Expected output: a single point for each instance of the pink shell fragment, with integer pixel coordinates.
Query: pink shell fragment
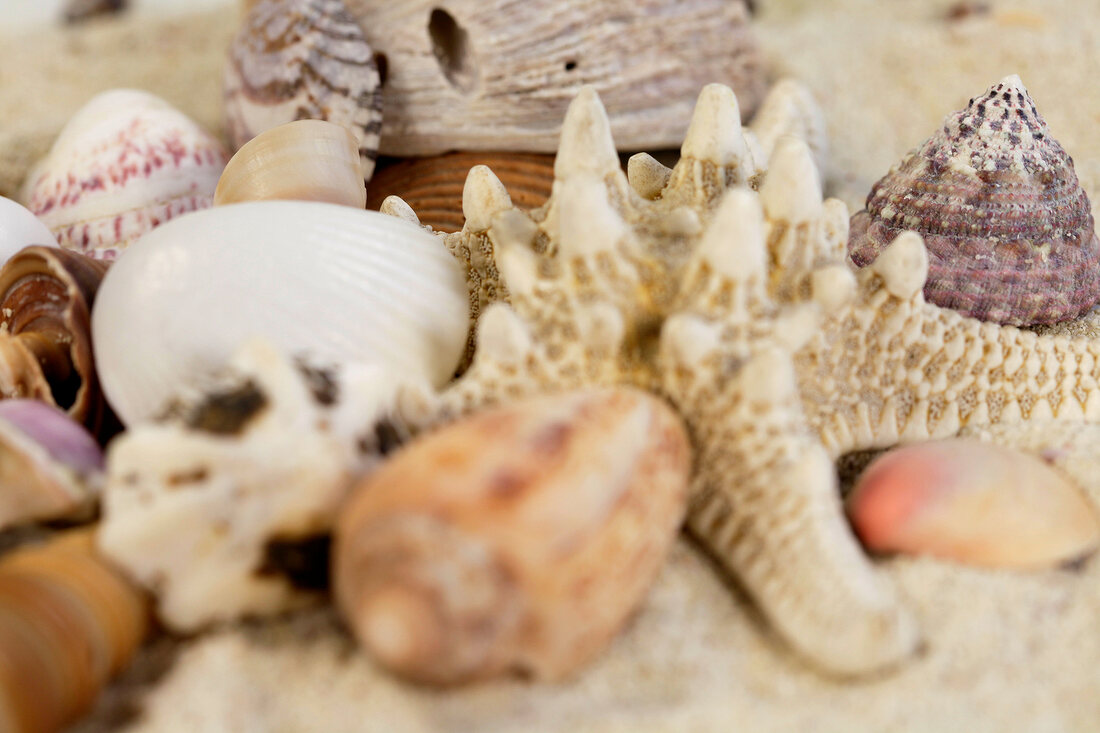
(974, 503)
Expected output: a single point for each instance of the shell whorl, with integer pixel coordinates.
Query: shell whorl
(1008, 227)
(296, 59)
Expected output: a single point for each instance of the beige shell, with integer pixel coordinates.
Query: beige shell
(519, 538)
(305, 161)
(68, 622)
(296, 59)
(474, 75)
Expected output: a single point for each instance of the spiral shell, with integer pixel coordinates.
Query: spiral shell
(296, 59)
(1009, 230)
(518, 538)
(432, 186)
(332, 282)
(125, 163)
(46, 295)
(68, 622)
(307, 161)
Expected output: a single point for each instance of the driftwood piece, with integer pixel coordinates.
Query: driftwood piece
(475, 75)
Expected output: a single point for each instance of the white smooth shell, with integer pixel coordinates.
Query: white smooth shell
(340, 284)
(19, 228)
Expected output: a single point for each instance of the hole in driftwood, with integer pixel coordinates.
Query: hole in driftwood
(383, 65)
(451, 45)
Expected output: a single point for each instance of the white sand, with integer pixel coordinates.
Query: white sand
(1004, 652)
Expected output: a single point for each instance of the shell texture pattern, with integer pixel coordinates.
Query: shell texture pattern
(741, 309)
(1009, 230)
(303, 59)
(123, 164)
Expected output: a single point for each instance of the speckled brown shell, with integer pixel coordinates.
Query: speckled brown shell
(46, 294)
(432, 186)
(1008, 227)
(300, 59)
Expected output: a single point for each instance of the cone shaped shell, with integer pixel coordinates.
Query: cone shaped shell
(432, 186)
(332, 282)
(1008, 227)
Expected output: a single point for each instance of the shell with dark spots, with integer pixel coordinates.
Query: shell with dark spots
(1008, 228)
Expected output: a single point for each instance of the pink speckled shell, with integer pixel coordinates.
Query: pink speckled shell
(1008, 228)
(125, 163)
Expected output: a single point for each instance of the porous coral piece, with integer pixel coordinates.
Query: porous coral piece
(223, 510)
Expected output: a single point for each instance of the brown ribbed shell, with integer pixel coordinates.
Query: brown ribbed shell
(432, 186)
(46, 295)
(1008, 228)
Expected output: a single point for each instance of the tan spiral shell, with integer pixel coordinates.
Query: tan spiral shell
(296, 59)
(68, 622)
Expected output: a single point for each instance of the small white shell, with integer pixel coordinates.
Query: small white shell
(125, 162)
(19, 228)
(332, 282)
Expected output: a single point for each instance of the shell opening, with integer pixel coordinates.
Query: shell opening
(450, 43)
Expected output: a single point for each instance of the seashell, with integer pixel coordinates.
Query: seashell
(1008, 228)
(974, 503)
(77, 11)
(50, 466)
(69, 623)
(444, 88)
(331, 281)
(46, 294)
(20, 228)
(308, 161)
(519, 538)
(223, 509)
(125, 163)
(433, 186)
(296, 59)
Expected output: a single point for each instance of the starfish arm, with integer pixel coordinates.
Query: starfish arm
(766, 504)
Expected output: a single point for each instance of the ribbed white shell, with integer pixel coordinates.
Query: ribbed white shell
(20, 228)
(337, 283)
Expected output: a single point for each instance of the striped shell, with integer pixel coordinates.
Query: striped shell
(299, 59)
(432, 186)
(1008, 228)
(68, 623)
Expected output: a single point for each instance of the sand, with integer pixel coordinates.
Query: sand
(1002, 651)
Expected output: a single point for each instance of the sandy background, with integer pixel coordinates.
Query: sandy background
(1003, 651)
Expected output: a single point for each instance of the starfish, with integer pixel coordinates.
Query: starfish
(726, 288)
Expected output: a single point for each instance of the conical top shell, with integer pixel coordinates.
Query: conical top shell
(1008, 227)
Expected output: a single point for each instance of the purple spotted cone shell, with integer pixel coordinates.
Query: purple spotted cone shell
(1008, 228)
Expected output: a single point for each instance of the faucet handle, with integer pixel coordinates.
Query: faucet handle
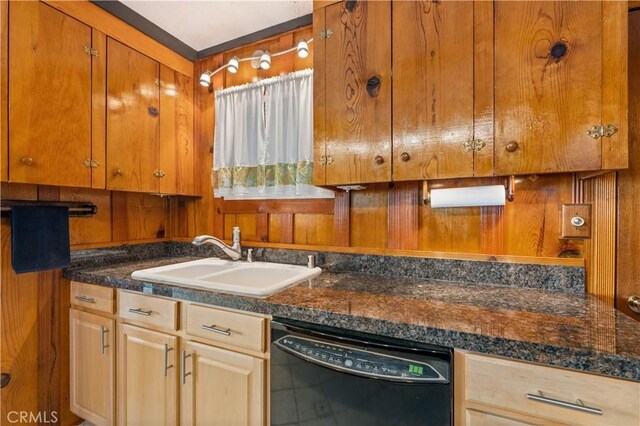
(236, 234)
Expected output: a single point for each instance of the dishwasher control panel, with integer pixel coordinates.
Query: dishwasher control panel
(361, 362)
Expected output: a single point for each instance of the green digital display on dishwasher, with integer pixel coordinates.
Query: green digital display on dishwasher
(416, 369)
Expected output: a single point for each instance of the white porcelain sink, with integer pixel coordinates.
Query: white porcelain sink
(258, 279)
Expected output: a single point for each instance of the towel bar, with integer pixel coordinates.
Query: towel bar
(76, 208)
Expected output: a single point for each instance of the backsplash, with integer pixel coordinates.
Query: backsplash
(543, 277)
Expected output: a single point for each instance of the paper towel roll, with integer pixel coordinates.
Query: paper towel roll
(493, 195)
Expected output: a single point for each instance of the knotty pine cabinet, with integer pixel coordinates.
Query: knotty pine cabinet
(149, 124)
(88, 111)
(479, 89)
(560, 86)
(50, 98)
(352, 93)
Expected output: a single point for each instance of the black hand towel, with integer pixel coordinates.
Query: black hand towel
(39, 238)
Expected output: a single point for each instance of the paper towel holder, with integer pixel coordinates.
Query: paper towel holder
(509, 187)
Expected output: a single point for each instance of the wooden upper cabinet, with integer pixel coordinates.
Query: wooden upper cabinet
(437, 126)
(49, 97)
(133, 119)
(551, 59)
(176, 166)
(352, 62)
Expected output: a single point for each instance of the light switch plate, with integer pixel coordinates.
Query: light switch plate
(575, 221)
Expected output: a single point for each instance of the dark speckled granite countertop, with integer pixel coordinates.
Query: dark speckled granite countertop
(562, 329)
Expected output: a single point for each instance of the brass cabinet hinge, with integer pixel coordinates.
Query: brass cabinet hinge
(474, 145)
(90, 51)
(599, 131)
(326, 33)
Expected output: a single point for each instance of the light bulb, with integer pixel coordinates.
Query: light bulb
(303, 48)
(233, 65)
(265, 61)
(205, 79)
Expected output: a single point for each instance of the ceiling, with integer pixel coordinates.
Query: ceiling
(205, 23)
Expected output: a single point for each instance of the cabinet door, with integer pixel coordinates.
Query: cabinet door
(548, 86)
(357, 93)
(133, 121)
(92, 367)
(434, 108)
(176, 133)
(49, 97)
(147, 377)
(221, 387)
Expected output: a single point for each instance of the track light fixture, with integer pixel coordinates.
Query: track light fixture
(265, 61)
(259, 59)
(303, 48)
(233, 65)
(205, 78)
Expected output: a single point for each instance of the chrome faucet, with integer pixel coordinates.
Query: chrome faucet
(234, 251)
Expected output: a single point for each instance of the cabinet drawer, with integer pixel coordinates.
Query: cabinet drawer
(506, 384)
(232, 328)
(148, 309)
(92, 296)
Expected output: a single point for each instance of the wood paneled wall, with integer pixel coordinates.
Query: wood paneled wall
(383, 216)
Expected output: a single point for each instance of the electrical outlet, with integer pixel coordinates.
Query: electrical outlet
(576, 221)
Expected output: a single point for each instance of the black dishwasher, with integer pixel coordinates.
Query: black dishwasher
(329, 376)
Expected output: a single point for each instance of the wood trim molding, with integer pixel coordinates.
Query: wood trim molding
(342, 219)
(311, 206)
(529, 260)
(113, 27)
(403, 216)
(600, 250)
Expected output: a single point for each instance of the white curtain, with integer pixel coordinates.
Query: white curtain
(263, 143)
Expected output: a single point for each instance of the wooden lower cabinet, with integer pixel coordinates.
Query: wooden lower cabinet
(475, 418)
(147, 377)
(221, 387)
(92, 367)
(490, 391)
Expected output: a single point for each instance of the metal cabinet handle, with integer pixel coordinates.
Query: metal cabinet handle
(512, 146)
(373, 86)
(215, 329)
(139, 311)
(5, 378)
(578, 406)
(103, 331)
(183, 365)
(166, 359)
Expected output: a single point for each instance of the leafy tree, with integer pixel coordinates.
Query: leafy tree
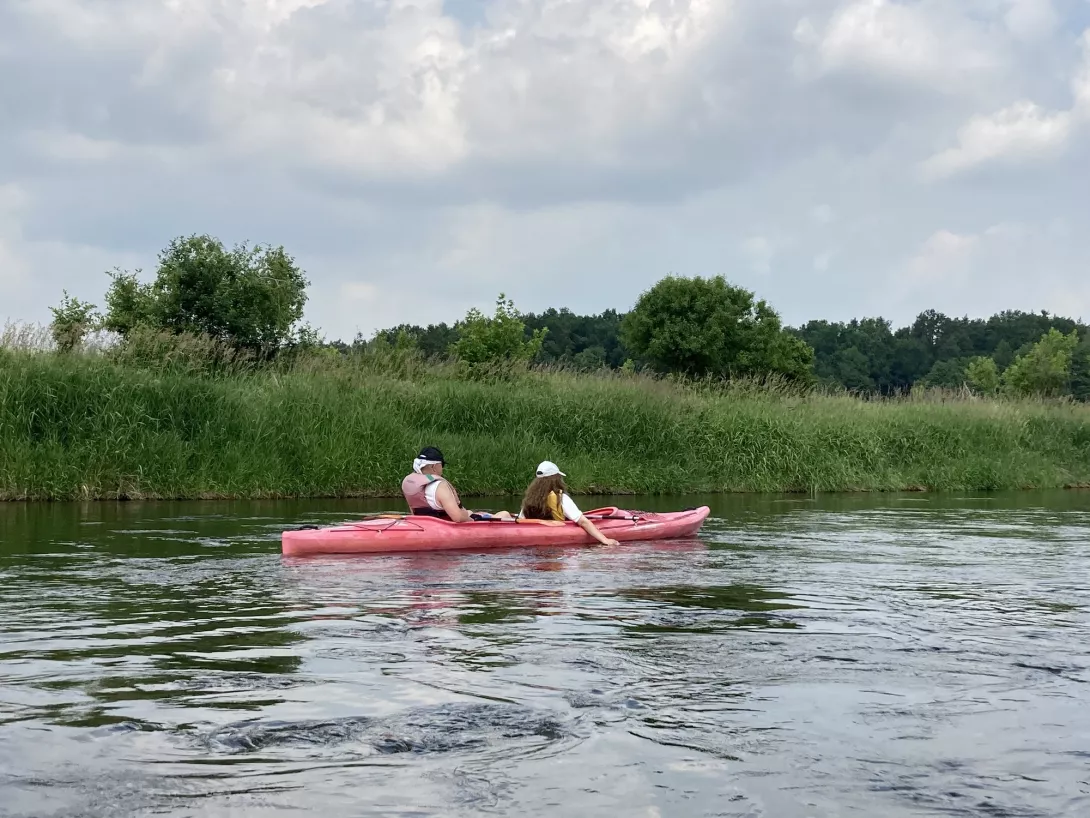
(72, 320)
(1080, 370)
(983, 375)
(246, 297)
(1046, 369)
(592, 358)
(700, 326)
(1004, 355)
(498, 339)
(948, 374)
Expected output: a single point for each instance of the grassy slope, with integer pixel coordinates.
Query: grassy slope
(85, 428)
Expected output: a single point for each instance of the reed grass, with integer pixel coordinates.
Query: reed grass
(123, 422)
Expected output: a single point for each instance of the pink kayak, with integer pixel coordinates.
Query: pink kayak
(403, 532)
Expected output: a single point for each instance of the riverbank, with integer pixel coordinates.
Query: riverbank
(88, 426)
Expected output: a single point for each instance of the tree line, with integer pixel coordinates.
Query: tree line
(253, 299)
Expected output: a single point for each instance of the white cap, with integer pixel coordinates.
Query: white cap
(547, 468)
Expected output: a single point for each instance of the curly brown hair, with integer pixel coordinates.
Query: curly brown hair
(535, 502)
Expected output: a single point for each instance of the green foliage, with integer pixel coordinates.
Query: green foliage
(72, 320)
(1046, 369)
(897, 360)
(86, 425)
(247, 297)
(497, 340)
(983, 375)
(705, 326)
(1080, 370)
(946, 374)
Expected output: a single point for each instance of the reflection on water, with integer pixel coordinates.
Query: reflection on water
(806, 658)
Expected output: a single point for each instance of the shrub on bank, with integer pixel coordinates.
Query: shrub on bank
(113, 424)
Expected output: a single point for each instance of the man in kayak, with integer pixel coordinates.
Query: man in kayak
(430, 494)
(547, 500)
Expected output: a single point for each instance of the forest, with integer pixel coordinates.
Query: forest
(864, 356)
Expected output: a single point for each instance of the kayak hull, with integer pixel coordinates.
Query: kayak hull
(408, 533)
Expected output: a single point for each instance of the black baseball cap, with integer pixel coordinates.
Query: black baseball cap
(431, 453)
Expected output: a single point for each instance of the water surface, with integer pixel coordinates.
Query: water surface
(895, 657)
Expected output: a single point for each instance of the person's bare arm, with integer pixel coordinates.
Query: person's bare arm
(445, 496)
(593, 531)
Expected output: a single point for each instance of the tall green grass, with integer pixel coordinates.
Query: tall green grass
(117, 424)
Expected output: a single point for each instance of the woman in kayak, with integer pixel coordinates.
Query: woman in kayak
(547, 501)
(428, 493)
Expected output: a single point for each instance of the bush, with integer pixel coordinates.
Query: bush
(1045, 369)
(72, 321)
(250, 298)
(496, 341)
(983, 375)
(698, 327)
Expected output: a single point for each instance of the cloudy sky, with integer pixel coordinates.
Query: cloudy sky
(839, 157)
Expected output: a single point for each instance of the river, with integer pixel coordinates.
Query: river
(806, 658)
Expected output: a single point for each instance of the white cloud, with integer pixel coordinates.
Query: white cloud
(1031, 20)
(1017, 133)
(760, 251)
(1006, 265)
(566, 152)
(1021, 132)
(925, 43)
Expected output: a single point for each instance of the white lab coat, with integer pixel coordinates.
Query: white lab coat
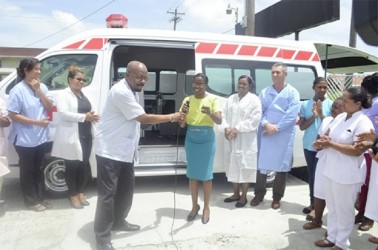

= = = = = = =

- Work to complete
Wherever the string "coat" is found in the entries, copy the line it sits in.

- Response for this exercise
Expected output: a single point for each instance of the white lab coat, with integer pixel coordinates.
Query: white lab coat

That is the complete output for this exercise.